**Exercise:** Write out every line of the listing below as a numbered list, leaving out any blank lines.

══════════

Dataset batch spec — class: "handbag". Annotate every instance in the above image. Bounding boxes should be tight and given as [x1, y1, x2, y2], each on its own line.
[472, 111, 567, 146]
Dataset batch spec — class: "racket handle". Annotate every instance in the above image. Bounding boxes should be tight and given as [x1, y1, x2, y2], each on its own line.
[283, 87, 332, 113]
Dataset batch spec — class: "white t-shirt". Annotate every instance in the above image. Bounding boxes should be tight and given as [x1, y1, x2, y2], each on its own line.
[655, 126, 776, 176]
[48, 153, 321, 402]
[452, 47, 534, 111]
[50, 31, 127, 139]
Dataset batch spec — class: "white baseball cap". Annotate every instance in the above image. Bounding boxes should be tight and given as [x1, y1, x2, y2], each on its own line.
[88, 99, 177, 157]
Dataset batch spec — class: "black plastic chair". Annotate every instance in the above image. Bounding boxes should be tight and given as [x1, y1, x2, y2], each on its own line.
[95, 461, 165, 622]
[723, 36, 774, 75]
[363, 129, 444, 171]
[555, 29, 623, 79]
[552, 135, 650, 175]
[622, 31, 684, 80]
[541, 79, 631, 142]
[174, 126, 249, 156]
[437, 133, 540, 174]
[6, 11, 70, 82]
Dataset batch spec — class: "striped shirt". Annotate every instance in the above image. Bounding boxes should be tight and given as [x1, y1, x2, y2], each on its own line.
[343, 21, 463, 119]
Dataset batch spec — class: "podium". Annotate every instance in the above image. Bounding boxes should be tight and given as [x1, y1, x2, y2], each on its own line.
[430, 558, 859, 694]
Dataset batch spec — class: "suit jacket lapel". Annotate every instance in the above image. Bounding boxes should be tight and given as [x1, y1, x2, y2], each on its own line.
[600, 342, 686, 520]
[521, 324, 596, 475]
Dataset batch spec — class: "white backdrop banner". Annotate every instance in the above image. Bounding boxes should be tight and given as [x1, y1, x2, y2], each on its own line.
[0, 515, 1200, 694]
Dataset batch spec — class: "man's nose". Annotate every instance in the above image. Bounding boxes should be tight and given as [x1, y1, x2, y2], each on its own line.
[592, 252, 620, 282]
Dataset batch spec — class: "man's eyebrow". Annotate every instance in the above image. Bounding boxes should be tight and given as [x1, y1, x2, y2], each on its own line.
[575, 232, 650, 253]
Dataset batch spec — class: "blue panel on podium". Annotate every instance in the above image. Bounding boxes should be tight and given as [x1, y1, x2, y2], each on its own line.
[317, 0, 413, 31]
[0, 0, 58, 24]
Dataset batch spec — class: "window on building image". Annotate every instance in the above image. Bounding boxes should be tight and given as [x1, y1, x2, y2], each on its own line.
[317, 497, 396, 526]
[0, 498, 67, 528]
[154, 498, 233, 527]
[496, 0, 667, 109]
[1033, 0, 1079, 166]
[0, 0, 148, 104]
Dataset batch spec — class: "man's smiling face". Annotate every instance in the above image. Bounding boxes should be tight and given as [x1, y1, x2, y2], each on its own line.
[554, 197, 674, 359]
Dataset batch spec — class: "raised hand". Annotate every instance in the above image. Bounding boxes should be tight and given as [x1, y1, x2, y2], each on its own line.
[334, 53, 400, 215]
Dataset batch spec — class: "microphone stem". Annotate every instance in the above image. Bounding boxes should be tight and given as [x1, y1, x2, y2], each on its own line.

══════════

**Response:**
1. Dataset batch spec — class: "handbag". Annotate every instance in the above image. Bounding boxes should be tight and given as [x1, y1, x2, y2], each on its own line.
2. [472, 111, 567, 146]
3. Dataset batch spec — class: "racket handle". Annotate every instance in the above image. Bounding boxes should be tight and given as [x1, y1, x2, y2], each on its own line.
4. [283, 87, 332, 113]
5. Dataset batch spec — class: "white t-shirt". Annotate every instance in the above image. Bounding boxes should be tight and given as [x1, y1, x2, y2], each on its own line.
6. [655, 126, 776, 176]
7. [48, 153, 321, 402]
8. [452, 47, 534, 111]
9. [50, 31, 127, 139]
10. Dataset batch spec — class: "white baseball cap". Annotate every instance in the above image. Bounding boxes should be tight and given as [x1, y1, x2, y2], each on its own line.
11. [88, 99, 177, 157]
12. Dataset batch spec — class: "black plastic chair". Annotate every instance in the above image. Bounding boxes should be tight and given as [x1, y1, x2, y2], each on its own line.
13. [95, 461, 165, 622]
14. [723, 36, 774, 75]
15. [363, 129, 444, 171]
16. [555, 29, 623, 79]
17. [552, 135, 650, 175]
18. [622, 31, 684, 80]
19. [541, 79, 631, 142]
20. [174, 126, 249, 156]
21. [437, 133, 540, 174]
22. [6, 11, 70, 82]
23. Dataset batch spec — class: "striped shirt". Annotate every instance in the above image. Bounding boxes should be tight and given as [x1, y1, x2, y2], each on its own line.
24. [343, 21, 463, 119]
25. Dataset batch spec — class: "podium". Annotate every instance in the above image. Bounding boxes should be tight and given as [x1, y1, x2, y2], each on its own line.
26. [430, 558, 859, 694]
27. Dataset batch spec — class: "suit jacket lapel". Annotate every instance in the above image. Bounding boxes should be tight and given as [x1, y1, x2, y2], each on its own line.
28. [600, 342, 686, 520]
29. [521, 324, 596, 475]
30. Dataset batch spec — class: "white backdrop banner". Annotate every instance in the above image. Bounding boxes should be tight and given as [x1, y1, x2, y2], each on its own line.
31. [0, 515, 1200, 694]
32. Dataset batch spec — class: "man's nose". Annotate every instance in the above image. Bounding boxes should be tight and given as [x1, y1, x2, y2], each on its own line.
33. [592, 252, 620, 282]
34. Dataset batch spec — class: "man's eyebrow". Annotate every instance in the above image. Bounding boxes should be tight and given as [x1, y1, x2, y2], each on its own line.
35. [575, 232, 650, 253]
36. Dataset batch spec — class: "blue panel on podium". Annotate every instance in the above image. Bounding boxes should be tight and given as [x1, y1, x2, y2], each on its own line.
37. [317, 0, 413, 31]
38. [0, 0, 58, 24]
39. Dataset batch spec — class: "window on building image". Annotate every instance in the above image. Bounding boxes should be tight and given as [x1, y1, x2, y2], each on its own line.
40. [317, 497, 396, 526]
41. [0, 498, 67, 528]
42. [154, 498, 233, 527]
43. [496, 0, 667, 109]
44. [1033, 0, 1079, 166]
45. [0, 0, 148, 104]
46. Dataset batch spec — class: "man's smiling face". Annotate every instance in the above image. Bounding boxes should be tight and given as [x1, y1, x2, y2], each on its own line.
47. [554, 197, 674, 359]
48. Dataset batch spec — class: "raised hand". Annotate every instance in the above image. Bounding boxes should be tight and given as [x1, y1, x2, y2], each on its own line.
49. [334, 53, 400, 215]
50. Dataset batch spec — class: "microphone stem". Annotate every instance in the above image. Bounding boxes should be tight and given as [x1, y1, x2, y2], each on its own line.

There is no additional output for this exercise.